● **TRY IT**
Look through the lines below for the word "korean", and copy every line that has it.

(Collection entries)
※ ※ ※

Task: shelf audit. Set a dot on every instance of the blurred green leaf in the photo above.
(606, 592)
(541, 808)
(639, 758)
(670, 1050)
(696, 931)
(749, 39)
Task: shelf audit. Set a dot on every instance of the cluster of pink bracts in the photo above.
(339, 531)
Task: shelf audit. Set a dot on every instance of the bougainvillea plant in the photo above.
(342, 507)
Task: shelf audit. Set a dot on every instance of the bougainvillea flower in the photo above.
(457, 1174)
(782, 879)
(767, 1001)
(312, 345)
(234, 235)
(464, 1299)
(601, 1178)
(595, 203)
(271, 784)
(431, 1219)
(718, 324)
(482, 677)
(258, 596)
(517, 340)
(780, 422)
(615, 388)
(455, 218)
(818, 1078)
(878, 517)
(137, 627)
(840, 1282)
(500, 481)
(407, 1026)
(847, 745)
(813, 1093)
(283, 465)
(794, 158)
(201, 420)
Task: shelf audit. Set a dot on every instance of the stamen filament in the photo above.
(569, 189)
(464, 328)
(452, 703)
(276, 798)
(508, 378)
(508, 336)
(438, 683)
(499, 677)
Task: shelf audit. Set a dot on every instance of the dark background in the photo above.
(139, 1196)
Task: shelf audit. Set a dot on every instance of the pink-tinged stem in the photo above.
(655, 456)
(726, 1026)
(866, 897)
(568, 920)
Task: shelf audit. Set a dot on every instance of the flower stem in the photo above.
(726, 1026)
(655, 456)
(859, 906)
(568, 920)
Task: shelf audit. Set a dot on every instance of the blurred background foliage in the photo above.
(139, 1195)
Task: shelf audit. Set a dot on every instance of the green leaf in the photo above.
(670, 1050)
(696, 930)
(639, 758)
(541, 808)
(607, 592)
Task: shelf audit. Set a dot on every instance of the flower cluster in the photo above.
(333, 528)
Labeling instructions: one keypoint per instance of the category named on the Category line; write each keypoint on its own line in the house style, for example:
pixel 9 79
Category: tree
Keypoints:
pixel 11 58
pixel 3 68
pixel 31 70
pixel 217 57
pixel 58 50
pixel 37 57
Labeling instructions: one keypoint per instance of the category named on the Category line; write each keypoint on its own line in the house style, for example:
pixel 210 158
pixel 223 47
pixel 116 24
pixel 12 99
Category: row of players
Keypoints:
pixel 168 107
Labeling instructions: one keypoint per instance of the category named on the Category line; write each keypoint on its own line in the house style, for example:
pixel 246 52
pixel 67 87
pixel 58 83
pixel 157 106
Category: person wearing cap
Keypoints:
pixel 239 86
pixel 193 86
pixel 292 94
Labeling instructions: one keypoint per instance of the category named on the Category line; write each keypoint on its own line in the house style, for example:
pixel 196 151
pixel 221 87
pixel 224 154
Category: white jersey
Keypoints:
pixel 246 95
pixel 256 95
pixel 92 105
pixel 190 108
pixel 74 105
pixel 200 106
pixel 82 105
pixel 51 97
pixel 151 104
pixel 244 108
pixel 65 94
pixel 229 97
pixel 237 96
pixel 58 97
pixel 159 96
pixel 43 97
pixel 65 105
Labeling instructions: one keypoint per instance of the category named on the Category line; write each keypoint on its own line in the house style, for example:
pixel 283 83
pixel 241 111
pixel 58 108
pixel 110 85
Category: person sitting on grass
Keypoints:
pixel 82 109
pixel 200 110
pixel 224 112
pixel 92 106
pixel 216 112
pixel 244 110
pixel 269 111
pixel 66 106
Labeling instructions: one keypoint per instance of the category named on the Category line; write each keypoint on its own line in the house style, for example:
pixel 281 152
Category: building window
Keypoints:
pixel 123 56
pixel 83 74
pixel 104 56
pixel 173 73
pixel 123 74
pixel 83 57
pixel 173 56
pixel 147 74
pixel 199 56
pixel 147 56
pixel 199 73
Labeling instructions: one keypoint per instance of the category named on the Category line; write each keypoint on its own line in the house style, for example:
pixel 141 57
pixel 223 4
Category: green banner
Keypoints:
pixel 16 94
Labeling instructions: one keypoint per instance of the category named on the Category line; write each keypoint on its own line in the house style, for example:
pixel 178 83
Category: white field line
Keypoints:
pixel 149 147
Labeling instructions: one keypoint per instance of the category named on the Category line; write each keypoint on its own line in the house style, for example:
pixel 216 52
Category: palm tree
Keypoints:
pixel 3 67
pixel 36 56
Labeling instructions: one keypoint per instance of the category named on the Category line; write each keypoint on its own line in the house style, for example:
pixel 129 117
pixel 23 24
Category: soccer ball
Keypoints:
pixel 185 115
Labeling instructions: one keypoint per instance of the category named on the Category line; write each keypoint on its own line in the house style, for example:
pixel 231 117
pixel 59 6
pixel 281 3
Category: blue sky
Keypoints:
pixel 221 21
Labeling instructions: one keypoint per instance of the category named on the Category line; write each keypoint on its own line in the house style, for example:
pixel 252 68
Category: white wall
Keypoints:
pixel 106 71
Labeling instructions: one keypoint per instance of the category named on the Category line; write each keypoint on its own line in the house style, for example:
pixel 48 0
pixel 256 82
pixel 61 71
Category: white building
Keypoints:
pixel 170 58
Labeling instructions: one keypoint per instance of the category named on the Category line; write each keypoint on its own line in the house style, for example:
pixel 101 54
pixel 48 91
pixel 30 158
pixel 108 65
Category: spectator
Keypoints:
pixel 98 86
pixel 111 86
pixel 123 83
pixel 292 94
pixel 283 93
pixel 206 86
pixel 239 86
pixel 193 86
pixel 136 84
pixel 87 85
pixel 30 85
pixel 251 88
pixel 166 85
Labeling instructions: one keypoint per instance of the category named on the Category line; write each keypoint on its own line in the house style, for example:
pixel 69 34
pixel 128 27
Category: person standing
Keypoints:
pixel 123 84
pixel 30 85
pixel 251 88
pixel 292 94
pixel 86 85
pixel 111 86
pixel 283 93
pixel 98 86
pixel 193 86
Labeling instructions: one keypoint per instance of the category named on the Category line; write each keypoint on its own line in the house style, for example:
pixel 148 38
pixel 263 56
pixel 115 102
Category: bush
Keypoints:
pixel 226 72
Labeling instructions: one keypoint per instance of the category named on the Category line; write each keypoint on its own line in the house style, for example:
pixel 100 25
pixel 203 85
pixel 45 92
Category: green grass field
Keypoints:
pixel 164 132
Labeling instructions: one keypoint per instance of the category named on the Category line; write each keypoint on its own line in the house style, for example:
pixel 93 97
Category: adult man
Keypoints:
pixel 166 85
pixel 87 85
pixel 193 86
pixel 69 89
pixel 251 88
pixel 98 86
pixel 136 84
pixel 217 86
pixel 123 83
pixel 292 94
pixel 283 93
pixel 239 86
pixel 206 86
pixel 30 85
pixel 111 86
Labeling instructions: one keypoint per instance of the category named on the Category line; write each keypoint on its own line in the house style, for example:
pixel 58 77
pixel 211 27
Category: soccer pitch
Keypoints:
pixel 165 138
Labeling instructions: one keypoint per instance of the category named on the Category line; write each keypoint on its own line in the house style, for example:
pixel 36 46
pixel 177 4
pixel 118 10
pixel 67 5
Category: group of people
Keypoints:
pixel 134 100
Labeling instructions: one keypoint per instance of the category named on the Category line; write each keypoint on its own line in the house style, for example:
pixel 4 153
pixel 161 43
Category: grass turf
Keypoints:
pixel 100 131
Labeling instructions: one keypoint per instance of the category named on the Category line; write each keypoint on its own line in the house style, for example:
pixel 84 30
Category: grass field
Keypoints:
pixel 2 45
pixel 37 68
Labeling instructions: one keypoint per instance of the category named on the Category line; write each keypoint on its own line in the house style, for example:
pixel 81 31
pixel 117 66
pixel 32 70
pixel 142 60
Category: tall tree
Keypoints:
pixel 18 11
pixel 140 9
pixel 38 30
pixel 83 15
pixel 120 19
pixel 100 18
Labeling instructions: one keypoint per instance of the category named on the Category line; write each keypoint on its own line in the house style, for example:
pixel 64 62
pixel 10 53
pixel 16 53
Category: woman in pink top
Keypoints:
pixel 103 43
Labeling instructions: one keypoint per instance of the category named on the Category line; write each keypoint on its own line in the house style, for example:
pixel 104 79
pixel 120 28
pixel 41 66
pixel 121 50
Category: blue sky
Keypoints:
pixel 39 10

※ ※ ※

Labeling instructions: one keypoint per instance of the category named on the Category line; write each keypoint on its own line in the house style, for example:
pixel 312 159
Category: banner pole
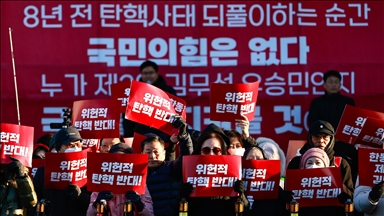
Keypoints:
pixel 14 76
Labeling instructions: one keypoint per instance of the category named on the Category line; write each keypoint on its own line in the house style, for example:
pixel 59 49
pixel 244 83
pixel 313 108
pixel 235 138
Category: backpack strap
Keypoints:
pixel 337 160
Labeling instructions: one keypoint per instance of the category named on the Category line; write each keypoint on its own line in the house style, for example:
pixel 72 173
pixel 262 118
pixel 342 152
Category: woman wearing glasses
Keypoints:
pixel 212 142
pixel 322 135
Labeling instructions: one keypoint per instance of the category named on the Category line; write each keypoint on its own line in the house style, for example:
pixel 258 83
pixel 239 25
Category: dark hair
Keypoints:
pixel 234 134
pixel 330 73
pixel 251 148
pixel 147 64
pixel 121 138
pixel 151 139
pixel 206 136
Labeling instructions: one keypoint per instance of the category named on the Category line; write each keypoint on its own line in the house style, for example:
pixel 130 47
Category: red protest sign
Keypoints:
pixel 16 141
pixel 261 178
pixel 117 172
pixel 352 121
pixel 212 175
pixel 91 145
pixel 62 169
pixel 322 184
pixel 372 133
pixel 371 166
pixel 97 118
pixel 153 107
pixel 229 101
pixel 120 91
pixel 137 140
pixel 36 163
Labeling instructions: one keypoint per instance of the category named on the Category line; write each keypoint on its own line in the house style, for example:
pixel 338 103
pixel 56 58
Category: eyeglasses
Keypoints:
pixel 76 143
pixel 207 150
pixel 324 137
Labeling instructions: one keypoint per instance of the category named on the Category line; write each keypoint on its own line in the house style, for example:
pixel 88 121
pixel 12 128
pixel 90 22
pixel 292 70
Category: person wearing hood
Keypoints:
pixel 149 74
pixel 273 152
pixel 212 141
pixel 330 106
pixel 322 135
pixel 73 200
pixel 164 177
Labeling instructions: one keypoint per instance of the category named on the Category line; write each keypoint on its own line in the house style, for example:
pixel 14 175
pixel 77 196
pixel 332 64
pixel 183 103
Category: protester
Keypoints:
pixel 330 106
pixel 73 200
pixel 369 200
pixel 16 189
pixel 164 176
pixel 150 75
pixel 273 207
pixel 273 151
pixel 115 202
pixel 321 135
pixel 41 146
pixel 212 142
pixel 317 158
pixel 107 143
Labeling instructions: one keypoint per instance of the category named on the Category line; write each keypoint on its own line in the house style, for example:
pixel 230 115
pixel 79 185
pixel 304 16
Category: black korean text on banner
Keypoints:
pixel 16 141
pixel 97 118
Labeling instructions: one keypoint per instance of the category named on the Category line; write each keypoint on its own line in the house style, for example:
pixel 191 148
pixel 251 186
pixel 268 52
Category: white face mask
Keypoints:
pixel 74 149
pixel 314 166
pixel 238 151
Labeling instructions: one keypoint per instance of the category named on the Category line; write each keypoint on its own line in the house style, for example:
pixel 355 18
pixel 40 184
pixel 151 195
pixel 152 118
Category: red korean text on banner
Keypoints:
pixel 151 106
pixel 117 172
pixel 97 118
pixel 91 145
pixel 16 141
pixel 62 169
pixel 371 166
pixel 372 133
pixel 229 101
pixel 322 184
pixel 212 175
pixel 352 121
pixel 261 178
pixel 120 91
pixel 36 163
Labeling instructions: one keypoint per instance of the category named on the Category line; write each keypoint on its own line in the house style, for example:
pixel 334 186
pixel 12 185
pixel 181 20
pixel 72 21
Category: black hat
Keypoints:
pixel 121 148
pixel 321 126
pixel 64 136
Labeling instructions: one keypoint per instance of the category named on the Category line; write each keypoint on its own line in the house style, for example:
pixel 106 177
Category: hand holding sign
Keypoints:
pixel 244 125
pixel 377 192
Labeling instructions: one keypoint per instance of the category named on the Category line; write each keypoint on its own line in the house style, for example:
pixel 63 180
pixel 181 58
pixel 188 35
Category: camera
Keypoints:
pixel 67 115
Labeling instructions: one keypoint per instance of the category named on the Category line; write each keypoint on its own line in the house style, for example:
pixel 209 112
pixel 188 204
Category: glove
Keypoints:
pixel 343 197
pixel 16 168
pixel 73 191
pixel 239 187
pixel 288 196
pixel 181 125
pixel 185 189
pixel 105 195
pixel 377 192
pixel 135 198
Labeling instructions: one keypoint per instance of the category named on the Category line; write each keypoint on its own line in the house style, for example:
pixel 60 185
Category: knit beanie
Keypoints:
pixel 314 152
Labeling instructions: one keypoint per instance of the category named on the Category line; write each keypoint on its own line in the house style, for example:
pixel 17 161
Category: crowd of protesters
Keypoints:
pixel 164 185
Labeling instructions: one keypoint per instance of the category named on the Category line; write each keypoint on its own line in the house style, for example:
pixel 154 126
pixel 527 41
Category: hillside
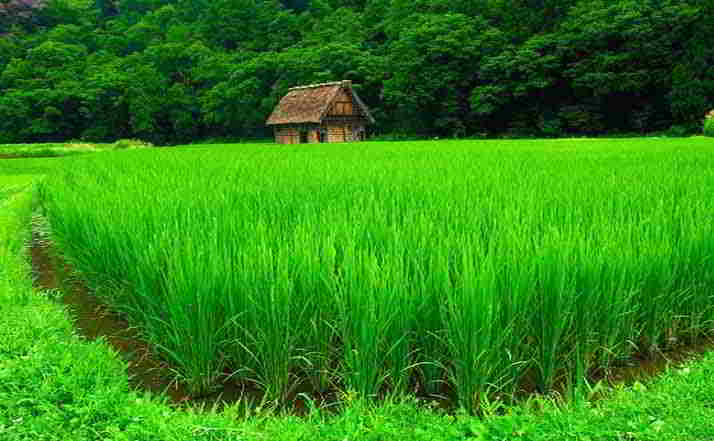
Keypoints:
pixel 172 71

※ ※ ※

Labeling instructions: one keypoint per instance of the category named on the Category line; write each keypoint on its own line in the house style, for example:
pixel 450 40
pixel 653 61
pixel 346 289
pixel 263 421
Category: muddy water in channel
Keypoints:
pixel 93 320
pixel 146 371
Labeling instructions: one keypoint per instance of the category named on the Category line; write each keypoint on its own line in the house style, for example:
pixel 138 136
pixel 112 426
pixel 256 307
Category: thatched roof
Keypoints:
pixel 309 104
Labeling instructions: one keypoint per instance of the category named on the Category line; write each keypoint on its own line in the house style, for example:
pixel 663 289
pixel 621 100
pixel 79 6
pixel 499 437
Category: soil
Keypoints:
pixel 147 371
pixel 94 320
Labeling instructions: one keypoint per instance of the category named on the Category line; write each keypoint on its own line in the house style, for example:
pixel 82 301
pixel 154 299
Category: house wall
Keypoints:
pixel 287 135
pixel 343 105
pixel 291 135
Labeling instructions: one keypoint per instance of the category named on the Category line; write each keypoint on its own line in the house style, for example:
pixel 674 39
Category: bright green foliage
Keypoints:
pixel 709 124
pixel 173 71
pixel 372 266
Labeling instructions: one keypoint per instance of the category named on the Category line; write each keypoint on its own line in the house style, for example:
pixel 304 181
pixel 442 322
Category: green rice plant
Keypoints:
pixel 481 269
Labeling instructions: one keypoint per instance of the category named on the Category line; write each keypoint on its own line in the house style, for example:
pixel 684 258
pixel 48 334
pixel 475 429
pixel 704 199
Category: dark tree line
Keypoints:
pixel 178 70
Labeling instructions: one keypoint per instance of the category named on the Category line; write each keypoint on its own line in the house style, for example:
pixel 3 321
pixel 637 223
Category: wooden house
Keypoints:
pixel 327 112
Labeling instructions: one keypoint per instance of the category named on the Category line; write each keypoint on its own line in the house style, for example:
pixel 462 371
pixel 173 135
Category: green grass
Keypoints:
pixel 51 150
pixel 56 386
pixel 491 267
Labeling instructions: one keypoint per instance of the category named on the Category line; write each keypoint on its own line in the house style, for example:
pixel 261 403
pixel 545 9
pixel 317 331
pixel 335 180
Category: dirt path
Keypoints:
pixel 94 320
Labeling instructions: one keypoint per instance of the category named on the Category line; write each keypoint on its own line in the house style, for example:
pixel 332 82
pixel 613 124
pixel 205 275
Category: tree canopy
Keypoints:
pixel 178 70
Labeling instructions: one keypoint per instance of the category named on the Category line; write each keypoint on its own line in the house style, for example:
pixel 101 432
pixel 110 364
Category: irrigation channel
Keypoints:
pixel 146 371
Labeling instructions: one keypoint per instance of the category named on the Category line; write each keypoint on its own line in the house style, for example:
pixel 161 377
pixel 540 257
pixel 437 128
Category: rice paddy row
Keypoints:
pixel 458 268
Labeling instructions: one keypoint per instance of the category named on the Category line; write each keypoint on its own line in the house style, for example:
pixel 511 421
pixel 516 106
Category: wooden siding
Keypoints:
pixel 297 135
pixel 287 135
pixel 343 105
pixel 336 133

※ ※ ※

● **EXERCISE OUTPUT**
Category: black korean text on banner
Category: red korean text on banner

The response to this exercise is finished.